Document section.

Thing is, back when he was very little, Jimmie's family once owned a beautiful Queen Anne-style house in Fillmore, a place he still dotes over, to the consternation of the elderly white couple who are its current owners. In Jimmie's family lore, his grandfather built the place himself immediately after WWII, a fact he's always taken enormous pride in. To Jimmie, whose own father (Rob Morgan) lost the house (we are to understand in part due to his heavy drug use), the house clearly represents the possibility of a deeper and more resonant life -- one that by rights should have been his, but for his dad's drug habit, and his mother's subsequent abandoning them both, leaving him to fend for himself in a group home.

When the elderly couple is suddenly forced to move out because of a will dispute, Jimmie sees the opportunity he has been waiting for: He immediately moves in with Mont, trying to establish squatting rights. Soon, he has restored much of the old furniture from his Auntie's storage space, and sees his fondest dream fulfilled, albeit briefly, reunited with the gorgeous house, and its ornate rabbit warren of rooms, hidden chambers and swirling staircase. Only, like Jimmie, we're never able to relax our guard fully, in a city whose slick Realtors (here personified by one played by Finn Wittrock) circle and pounce on properties like thresher sharks to a blue whale carcass, we're all too aware of the doomed path he's trying to take.

The film's mournful tone is established early, during a gorgeous slow-motion coda as Jimmie and Mont skateboard from their neighborhood down to Lower Pacific Heights where Jimmie's dream house resides. Talbot and DP Adam Newport-Berra capture a sense of the schizoid nature of the city as the camera glides along with the pair of friends, various tableaus and encounters move languidly in near-frozen motion as they stream down the city blocks. Eventually, a wild-eyed young denizen starts enthusiastically chasing after them, stripping his clothes off and yelling for them to take him along, breaking the spell.

The exercise. Can you condense the film review's paragraph that begins "When the elderly couple is suddenly forced" into a short bulleted list that keeps its main facts?

Dataset extract.

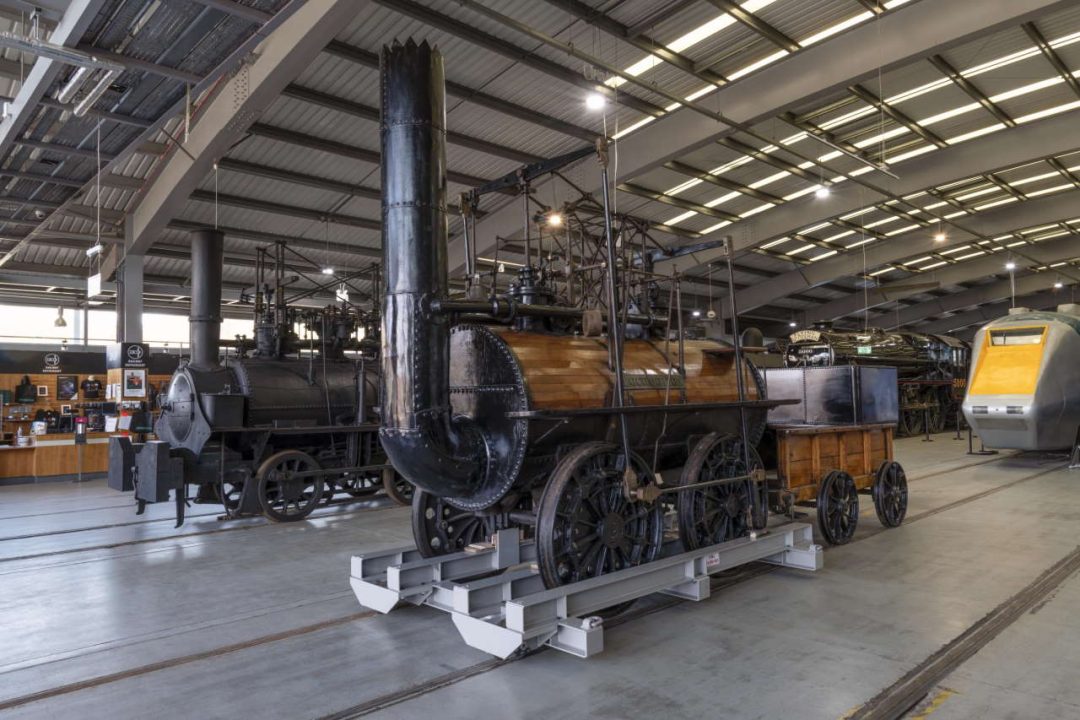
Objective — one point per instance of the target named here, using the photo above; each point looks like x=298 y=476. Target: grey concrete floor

Output below.
- A will dispute suddenly forces the elderly couple to move out.
- Jimmie seizes the opportunity and immediately moves in with Mont, trying to establish squatting rights.
- He soon restores much of the old furniture from his Auntie's storage space. For a brief time he lives his dream in the gorgeous house, with its maze of rooms, hidden chambers and swirling staircase.
- Like Jimmie, viewers can never fully relax. The city's slick Realtors, personified by one played by Finn Wittrock, circle and pounce on properties. This keeps viewers aware that his path is doomed.